Supplied data
——

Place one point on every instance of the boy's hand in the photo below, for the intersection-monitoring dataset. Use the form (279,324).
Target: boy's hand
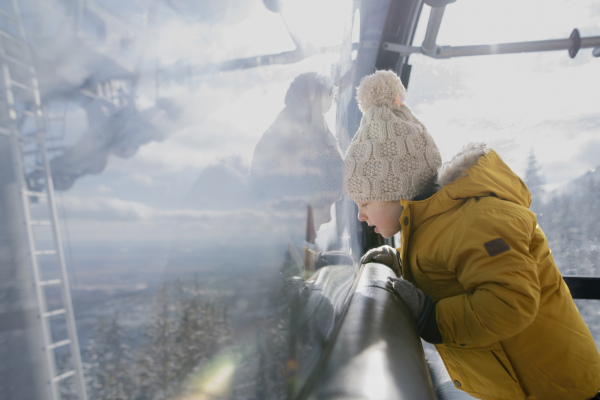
(420,306)
(386,255)
(414,298)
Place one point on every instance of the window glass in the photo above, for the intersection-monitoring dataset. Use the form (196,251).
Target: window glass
(193,239)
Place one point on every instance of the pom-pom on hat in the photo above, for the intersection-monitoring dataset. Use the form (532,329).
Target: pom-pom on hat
(392,156)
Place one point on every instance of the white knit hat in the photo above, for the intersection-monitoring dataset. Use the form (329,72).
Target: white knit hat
(392,156)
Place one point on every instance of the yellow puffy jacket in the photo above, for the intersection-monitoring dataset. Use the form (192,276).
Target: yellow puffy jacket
(509,325)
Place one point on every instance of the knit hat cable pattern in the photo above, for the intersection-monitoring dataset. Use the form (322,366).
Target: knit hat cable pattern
(392,156)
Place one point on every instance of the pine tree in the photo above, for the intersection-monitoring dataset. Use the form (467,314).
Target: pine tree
(108,370)
(155,368)
(535,182)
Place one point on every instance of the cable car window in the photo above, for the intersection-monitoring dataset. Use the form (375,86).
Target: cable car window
(172,215)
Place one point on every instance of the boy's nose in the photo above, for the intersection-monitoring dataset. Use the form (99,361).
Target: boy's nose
(361,216)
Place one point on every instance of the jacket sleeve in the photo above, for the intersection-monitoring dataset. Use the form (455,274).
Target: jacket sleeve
(488,251)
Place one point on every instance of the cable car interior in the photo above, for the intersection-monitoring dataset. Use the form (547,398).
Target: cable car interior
(173,223)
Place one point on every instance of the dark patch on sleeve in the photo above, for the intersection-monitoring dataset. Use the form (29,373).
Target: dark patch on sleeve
(496,246)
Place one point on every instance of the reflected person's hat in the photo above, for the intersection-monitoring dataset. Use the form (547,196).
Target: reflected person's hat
(392,156)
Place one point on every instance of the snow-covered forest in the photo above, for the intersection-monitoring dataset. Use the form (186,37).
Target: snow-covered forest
(191,336)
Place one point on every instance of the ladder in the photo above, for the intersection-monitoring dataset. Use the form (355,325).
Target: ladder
(22,119)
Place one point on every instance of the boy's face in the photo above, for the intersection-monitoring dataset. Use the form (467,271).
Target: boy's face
(383,215)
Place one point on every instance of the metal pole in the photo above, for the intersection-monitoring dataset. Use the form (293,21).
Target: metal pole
(22,370)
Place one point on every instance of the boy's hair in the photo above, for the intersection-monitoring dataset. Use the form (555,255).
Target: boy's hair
(392,156)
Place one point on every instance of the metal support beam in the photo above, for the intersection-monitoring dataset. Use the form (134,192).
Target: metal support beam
(489,49)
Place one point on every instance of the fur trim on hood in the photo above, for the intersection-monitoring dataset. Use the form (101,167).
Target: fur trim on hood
(461,162)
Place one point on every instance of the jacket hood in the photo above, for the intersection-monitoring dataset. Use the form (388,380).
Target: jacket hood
(474,172)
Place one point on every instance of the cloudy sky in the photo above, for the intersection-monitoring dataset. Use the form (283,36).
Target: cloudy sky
(540,102)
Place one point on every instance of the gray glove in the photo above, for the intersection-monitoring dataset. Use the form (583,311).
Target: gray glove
(414,298)
(421,307)
(386,255)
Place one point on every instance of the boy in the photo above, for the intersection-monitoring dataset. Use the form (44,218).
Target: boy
(476,271)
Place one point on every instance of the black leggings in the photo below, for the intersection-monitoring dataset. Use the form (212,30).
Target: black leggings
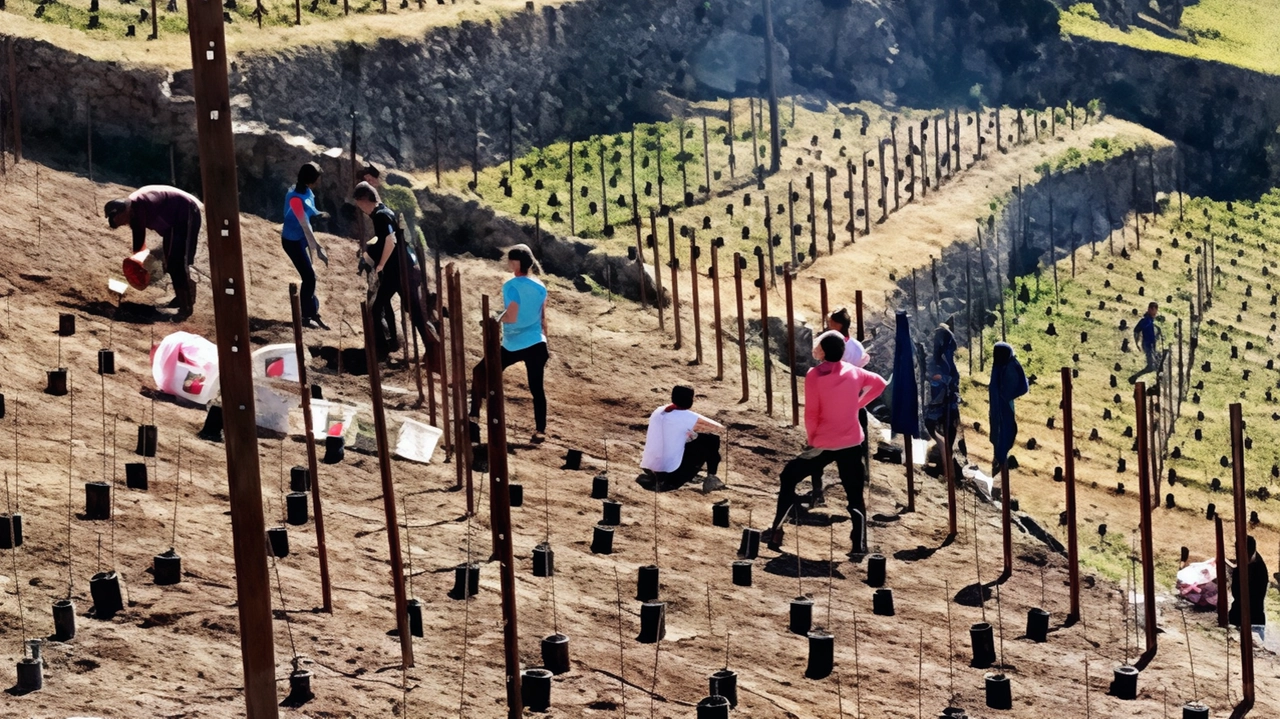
(853,475)
(535,363)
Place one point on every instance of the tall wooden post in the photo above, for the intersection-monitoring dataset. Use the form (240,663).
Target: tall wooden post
(772,82)
(231,319)
(694,251)
(1220,566)
(831,219)
(499,513)
(1242,562)
(789,275)
(720,331)
(739,265)
(305,389)
(657,268)
(1073,553)
(384,466)
(1148,567)
(1006,522)
(675,278)
(764,339)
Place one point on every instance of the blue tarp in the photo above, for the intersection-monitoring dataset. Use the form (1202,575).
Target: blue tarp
(1008,383)
(904,416)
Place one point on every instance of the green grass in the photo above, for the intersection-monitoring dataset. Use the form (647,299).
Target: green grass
(1235,32)
(1106,291)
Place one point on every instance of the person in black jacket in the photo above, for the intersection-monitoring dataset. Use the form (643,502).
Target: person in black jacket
(1258,584)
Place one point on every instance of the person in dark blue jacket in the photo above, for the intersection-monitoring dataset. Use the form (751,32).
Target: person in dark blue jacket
(1147,335)
(298,241)
(1008,383)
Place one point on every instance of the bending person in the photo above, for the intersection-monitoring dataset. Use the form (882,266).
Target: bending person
(298,241)
(680,442)
(856,356)
(835,392)
(176,216)
(524,338)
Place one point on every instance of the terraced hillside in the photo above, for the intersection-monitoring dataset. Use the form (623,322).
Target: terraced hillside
(1226,355)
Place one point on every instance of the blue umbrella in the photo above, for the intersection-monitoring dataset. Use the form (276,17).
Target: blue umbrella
(904,416)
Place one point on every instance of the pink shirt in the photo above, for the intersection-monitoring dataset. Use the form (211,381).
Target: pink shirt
(833,393)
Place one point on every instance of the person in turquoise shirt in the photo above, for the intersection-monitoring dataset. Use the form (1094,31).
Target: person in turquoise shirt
(524,338)
(297,239)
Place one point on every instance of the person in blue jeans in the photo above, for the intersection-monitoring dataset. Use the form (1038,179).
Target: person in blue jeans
(524,338)
(298,241)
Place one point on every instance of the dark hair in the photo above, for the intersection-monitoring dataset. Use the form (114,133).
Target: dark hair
(525,256)
(365,191)
(307,174)
(832,348)
(682,397)
(841,317)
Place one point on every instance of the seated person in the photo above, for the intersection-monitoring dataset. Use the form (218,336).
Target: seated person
(680,442)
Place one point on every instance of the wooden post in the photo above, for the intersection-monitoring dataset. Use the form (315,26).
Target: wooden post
(791,223)
(768,239)
(910,163)
(883,184)
(640,273)
(867,195)
(694,251)
(1073,554)
(764,339)
(787,274)
(572,191)
(813,219)
(675,279)
(231,319)
(499,513)
(720,331)
(604,191)
(858,307)
(707,159)
(1006,522)
(1148,567)
(739,264)
(892,137)
(657,269)
(831,209)
(853,211)
(1220,563)
(1242,562)
(305,389)
(14,109)
(772,85)
(384,466)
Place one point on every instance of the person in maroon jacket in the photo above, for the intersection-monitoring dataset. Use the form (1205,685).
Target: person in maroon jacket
(176,216)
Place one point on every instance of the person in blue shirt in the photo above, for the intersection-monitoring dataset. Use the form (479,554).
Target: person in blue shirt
(1146,334)
(298,241)
(524,338)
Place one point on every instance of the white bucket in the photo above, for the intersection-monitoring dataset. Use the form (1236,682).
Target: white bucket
(417,442)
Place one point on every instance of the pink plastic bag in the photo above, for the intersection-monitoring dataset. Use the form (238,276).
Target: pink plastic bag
(1197,584)
(186,365)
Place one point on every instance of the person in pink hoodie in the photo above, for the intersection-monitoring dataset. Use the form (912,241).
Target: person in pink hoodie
(833,392)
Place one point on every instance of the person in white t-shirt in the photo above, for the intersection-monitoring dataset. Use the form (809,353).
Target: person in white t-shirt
(680,442)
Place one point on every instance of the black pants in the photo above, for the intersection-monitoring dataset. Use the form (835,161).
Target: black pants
(853,475)
(179,252)
(704,449)
(535,363)
(301,259)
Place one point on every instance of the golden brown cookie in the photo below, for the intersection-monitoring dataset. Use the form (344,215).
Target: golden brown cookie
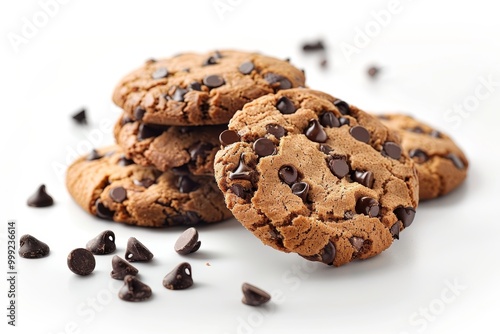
(201,89)
(441,164)
(310,174)
(109,186)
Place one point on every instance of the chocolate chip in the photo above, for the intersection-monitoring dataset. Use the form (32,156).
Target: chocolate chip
(186,185)
(93,155)
(187,242)
(315,132)
(213,81)
(102,211)
(264,147)
(133,290)
(405,215)
(246,68)
(179,94)
(456,161)
(81,261)
(40,198)
(122,268)
(276,130)
(300,189)
(160,73)
(277,81)
(360,133)
(102,244)
(285,106)
(367,206)
(365,178)
(179,278)
(328,119)
(418,155)
(118,194)
(32,248)
(392,150)
(338,167)
(195,86)
(243,171)
(342,106)
(136,251)
(288,174)
(254,296)
(148,131)
(395,229)
(80,117)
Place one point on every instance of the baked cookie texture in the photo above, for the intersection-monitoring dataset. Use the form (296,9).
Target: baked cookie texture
(441,165)
(109,186)
(167,147)
(308,173)
(201,89)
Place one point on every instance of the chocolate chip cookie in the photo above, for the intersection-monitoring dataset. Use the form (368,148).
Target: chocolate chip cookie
(201,89)
(311,174)
(166,147)
(441,164)
(109,186)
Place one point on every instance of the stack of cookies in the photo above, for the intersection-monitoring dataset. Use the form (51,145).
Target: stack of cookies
(206,136)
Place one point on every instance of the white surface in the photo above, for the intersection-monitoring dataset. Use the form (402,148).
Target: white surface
(434,55)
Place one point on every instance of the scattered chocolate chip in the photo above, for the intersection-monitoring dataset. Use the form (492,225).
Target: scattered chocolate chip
(93,155)
(187,242)
(300,189)
(254,296)
(160,73)
(179,278)
(134,290)
(315,132)
(118,194)
(285,106)
(102,211)
(277,81)
(186,184)
(136,251)
(122,268)
(392,150)
(102,244)
(81,261)
(328,119)
(264,147)
(342,106)
(179,94)
(213,81)
(338,167)
(405,215)
(365,178)
(32,248)
(80,117)
(246,68)
(456,161)
(288,174)
(276,130)
(418,155)
(40,198)
(243,171)
(360,133)
(367,206)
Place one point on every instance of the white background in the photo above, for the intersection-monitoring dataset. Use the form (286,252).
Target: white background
(435,55)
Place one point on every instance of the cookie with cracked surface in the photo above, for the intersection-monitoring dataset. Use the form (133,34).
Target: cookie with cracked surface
(201,89)
(166,147)
(311,174)
(109,186)
(441,164)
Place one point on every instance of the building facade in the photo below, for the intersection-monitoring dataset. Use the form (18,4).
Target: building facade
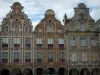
(16,46)
(82,34)
(52,48)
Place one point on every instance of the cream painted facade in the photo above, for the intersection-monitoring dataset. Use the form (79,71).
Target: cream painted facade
(52,48)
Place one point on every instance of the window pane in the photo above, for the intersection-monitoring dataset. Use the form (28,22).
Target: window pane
(4,55)
(16,55)
(39,55)
(50,55)
(27,55)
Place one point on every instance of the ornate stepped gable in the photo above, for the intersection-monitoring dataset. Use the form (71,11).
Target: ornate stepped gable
(16,20)
(81,17)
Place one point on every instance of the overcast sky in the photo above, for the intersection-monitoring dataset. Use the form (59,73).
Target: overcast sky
(35,9)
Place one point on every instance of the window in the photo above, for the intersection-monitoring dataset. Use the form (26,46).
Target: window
(83,41)
(16,28)
(94,57)
(93,42)
(39,42)
(16,42)
(61,43)
(49,28)
(16,57)
(84,57)
(74,57)
(5,42)
(40,30)
(27,42)
(73,42)
(26,29)
(39,57)
(50,43)
(27,57)
(7,28)
(82,27)
(50,56)
(4,57)
(59,30)
(61,56)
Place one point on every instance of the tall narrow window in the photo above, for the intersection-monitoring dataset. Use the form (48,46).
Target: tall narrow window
(40,30)
(6,28)
(94,57)
(49,28)
(16,57)
(50,43)
(26,29)
(93,42)
(39,43)
(59,30)
(16,42)
(84,57)
(4,57)
(73,42)
(39,57)
(61,56)
(61,43)
(83,41)
(27,57)
(27,42)
(74,57)
(82,27)
(5,43)
(50,56)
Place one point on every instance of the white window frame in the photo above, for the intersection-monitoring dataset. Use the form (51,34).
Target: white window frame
(38,40)
(50,40)
(82,27)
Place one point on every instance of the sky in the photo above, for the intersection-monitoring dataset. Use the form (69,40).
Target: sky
(35,9)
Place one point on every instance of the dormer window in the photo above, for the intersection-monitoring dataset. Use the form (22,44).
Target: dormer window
(49,28)
(82,27)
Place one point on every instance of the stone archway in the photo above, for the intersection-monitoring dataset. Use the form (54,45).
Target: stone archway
(62,71)
(73,71)
(39,71)
(96,71)
(16,71)
(84,71)
(51,71)
(5,72)
(27,71)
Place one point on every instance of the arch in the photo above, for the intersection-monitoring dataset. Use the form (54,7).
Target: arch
(51,71)
(16,71)
(5,71)
(96,71)
(62,71)
(84,71)
(73,71)
(27,71)
(39,71)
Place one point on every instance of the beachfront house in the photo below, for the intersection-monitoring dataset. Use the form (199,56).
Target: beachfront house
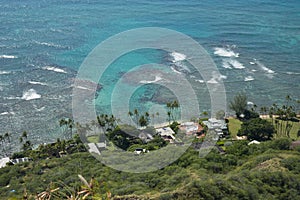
(218,125)
(166,133)
(191,128)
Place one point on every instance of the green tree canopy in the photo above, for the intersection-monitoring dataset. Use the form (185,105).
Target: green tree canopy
(239,104)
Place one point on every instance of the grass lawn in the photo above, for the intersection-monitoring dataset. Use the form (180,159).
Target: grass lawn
(234,125)
(93,139)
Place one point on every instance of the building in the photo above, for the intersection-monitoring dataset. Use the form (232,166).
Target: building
(191,128)
(166,133)
(145,137)
(218,125)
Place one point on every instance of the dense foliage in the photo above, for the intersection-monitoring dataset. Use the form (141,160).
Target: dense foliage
(257,129)
(269,170)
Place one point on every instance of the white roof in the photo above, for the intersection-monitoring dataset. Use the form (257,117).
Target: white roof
(254,142)
(165,131)
(93,148)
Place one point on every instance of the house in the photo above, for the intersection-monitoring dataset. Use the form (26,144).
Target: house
(254,142)
(191,128)
(214,123)
(20,160)
(241,137)
(101,145)
(218,125)
(295,144)
(145,137)
(166,133)
(139,151)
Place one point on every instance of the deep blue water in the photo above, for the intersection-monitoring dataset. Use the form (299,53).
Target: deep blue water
(37,34)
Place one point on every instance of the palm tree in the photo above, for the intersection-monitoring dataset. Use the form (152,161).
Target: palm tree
(143,121)
(1,139)
(136,113)
(68,124)
(130,114)
(157,114)
(147,116)
(169,117)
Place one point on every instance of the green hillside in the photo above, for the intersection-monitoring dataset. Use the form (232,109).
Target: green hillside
(265,171)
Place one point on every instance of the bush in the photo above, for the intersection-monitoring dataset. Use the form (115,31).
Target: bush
(281,144)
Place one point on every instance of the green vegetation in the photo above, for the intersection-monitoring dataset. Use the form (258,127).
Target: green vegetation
(257,129)
(267,170)
(234,126)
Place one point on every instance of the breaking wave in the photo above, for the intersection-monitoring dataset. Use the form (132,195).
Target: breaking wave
(55,69)
(30,95)
(225,52)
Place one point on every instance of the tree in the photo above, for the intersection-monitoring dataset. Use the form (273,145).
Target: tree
(143,121)
(257,129)
(7,136)
(239,104)
(220,114)
(67,123)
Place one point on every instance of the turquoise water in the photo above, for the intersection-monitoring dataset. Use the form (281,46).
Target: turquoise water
(255,45)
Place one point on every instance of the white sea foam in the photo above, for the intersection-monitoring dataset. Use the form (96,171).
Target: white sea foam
(250,103)
(226,64)
(55,69)
(249,78)
(30,95)
(225,52)
(39,109)
(83,88)
(50,44)
(174,70)
(236,64)
(292,73)
(200,81)
(8,56)
(177,56)
(4,72)
(264,68)
(157,78)
(215,79)
(36,83)
(7,113)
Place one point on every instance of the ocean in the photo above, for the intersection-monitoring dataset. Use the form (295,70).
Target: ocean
(255,45)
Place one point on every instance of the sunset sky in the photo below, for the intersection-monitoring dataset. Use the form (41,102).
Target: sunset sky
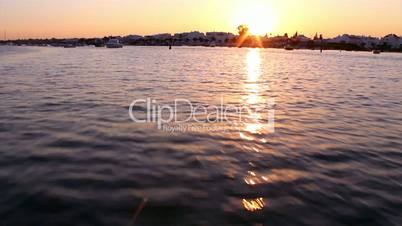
(89,18)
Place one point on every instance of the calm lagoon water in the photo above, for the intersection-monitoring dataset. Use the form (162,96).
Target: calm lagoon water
(70,154)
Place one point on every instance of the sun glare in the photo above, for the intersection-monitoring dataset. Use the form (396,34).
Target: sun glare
(258,17)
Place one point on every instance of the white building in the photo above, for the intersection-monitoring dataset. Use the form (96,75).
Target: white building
(132,38)
(190,35)
(163,36)
(367,42)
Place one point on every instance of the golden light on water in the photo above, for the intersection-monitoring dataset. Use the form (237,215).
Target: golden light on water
(253,204)
(253,88)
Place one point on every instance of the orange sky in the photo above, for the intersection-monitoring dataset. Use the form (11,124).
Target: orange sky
(88,18)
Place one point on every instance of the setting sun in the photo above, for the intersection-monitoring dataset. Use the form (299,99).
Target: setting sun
(258,17)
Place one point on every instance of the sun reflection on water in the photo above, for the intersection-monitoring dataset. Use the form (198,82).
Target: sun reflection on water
(253,204)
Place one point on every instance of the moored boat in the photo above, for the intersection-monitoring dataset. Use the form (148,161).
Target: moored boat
(289,47)
(114,44)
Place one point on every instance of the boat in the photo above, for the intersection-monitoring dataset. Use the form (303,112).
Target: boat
(288,47)
(114,44)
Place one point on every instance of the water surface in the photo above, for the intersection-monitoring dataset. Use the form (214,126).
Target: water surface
(70,155)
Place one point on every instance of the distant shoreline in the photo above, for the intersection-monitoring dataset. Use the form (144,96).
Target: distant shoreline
(388,43)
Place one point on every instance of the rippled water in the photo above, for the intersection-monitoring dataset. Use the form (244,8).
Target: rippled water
(70,155)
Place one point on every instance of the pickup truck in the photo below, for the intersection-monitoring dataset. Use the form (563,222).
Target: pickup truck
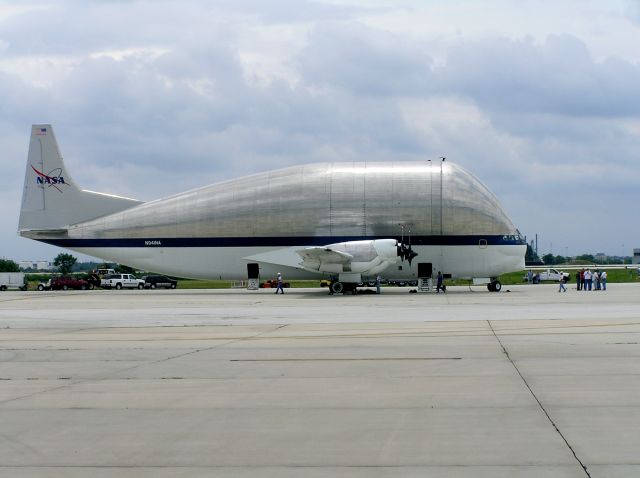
(548,275)
(118,281)
(12,280)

——

Put the stretch from the line containing "Place one point on every instance of the moored" through the end of the records into a numbered list, skipping any blank lines and leaving out the pictures.

Completed task
1. Place one point on every instance of the moored boat in the photo above, for the intersection-monitoring dataset. Use the form (148,161).
2. Target: moored boat
3. (289,47)
4. (114,44)
5. Place one point on every instance of the boat in the photo above, for the intersection-monitoring dataset. Use the form (303,112).
6. Target: boat
7. (288,47)
8. (114,44)
9. Place one point on every instance of the water surface in the photo above, for the intersection-monitoring dataset. Use the form (214,126).
10. Target: water surface
11. (70,155)
12. Place one point on every instance of the distant shoreline in the photo above, for the intersection-monitoring dataset. Use the form (144,96).
13. Target: distant shoreline
14. (388,43)
15. Place one point on every instance of the rippled water in the photo above, for the intersection-monitoring dataset. Use the form (244,8).
16. Target: rippled water
17. (70,155)
18. Place one point on every instance of the pickup truck in the photo below, for the intersection-monitoring dataset. Use the form (563,222).
19. Target: pickup truck
20. (548,275)
21. (118,281)
22. (12,280)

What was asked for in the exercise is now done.